DATA SHOWN:
+++++

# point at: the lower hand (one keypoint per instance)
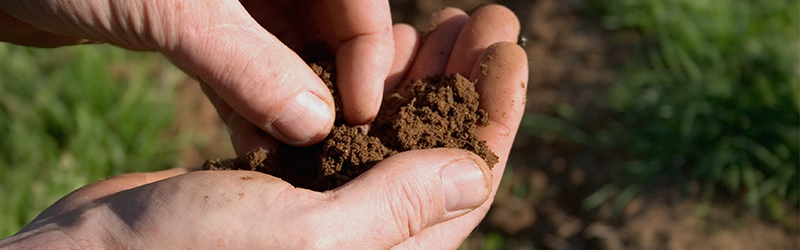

+++++

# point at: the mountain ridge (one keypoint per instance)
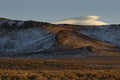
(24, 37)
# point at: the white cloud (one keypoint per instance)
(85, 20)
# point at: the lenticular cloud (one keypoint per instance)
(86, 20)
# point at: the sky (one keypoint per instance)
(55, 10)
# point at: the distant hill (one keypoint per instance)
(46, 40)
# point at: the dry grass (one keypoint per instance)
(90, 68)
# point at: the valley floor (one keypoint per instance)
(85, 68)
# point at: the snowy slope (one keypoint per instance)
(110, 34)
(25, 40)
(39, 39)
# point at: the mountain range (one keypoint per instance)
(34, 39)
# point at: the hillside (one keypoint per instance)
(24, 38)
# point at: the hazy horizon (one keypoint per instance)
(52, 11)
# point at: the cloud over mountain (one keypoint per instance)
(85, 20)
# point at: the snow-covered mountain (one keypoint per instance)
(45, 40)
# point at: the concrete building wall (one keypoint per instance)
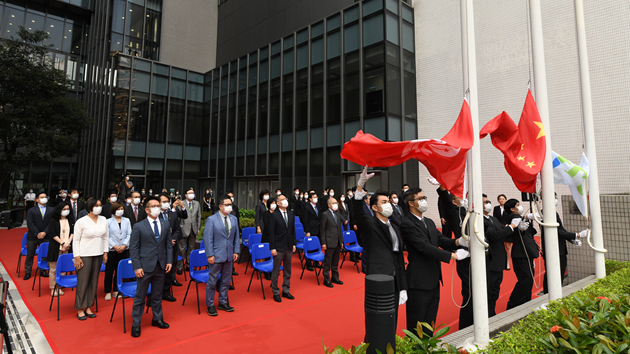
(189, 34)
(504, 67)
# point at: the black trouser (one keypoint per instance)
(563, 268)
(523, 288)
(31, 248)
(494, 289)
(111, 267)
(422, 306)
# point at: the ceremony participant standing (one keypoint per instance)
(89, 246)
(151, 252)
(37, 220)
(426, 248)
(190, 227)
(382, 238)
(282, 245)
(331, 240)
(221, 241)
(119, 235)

+++++

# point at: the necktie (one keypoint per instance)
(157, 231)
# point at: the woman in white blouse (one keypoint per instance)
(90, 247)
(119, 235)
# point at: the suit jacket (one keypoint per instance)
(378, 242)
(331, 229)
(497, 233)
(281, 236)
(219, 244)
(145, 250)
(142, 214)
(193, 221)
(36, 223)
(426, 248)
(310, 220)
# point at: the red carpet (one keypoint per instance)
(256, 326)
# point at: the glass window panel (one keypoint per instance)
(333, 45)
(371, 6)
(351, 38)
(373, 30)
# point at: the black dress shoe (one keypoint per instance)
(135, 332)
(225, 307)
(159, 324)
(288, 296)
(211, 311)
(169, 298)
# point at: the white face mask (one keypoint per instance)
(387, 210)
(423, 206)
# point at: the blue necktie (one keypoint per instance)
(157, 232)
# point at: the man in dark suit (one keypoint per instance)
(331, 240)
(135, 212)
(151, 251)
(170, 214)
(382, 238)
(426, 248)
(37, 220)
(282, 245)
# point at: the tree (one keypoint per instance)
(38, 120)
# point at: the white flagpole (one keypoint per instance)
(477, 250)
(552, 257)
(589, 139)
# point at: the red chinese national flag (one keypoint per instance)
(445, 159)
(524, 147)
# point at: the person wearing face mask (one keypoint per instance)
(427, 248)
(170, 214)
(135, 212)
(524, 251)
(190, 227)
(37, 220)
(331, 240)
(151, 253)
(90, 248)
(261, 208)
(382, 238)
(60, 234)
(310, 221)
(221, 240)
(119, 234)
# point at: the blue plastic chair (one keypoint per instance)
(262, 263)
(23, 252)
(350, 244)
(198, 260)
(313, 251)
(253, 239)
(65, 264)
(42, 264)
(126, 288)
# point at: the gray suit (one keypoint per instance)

+++++

TASK DETAILS:
The required answer is the run of lines above, starting at the line with "# point at: the man" and ending at the line with "# point at: the gray", reproduced exactly with both ends.

SOLVED EXERCISE:
# point at: the man in dark suit (one keypoint per instance)
(331, 240)
(135, 212)
(151, 251)
(170, 214)
(382, 238)
(426, 248)
(37, 220)
(282, 245)
# point at: the tree (one keypoint per instance)
(38, 120)
# point at: the white flagpole (one keypoint per instance)
(477, 250)
(552, 257)
(589, 139)
# point at: the red chinese national flag (one keypoint per instance)
(445, 159)
(524, 147)
# point at: the person wearing face mask (one keypoint per instance)
(427, 248)
(170, 214)
(135, 212)
(524, 251)
(190, 227)
(37, 220)
(331, 240)
(151, 253)
(90, 248)
(261, 208)
(382, 238)
(60, 234)
(310, 221)
(221, 240)
(119, 234)
# point at: the blue plastic chair (one keypoint per instance)
(262, 263)
(23, 252)
(350, 244)
(198, 260)
(313, 251)
(253, 239)
(65, 264)
(42, 264)
(126, 288)
# point at: the gray suit (one keypoint per instance)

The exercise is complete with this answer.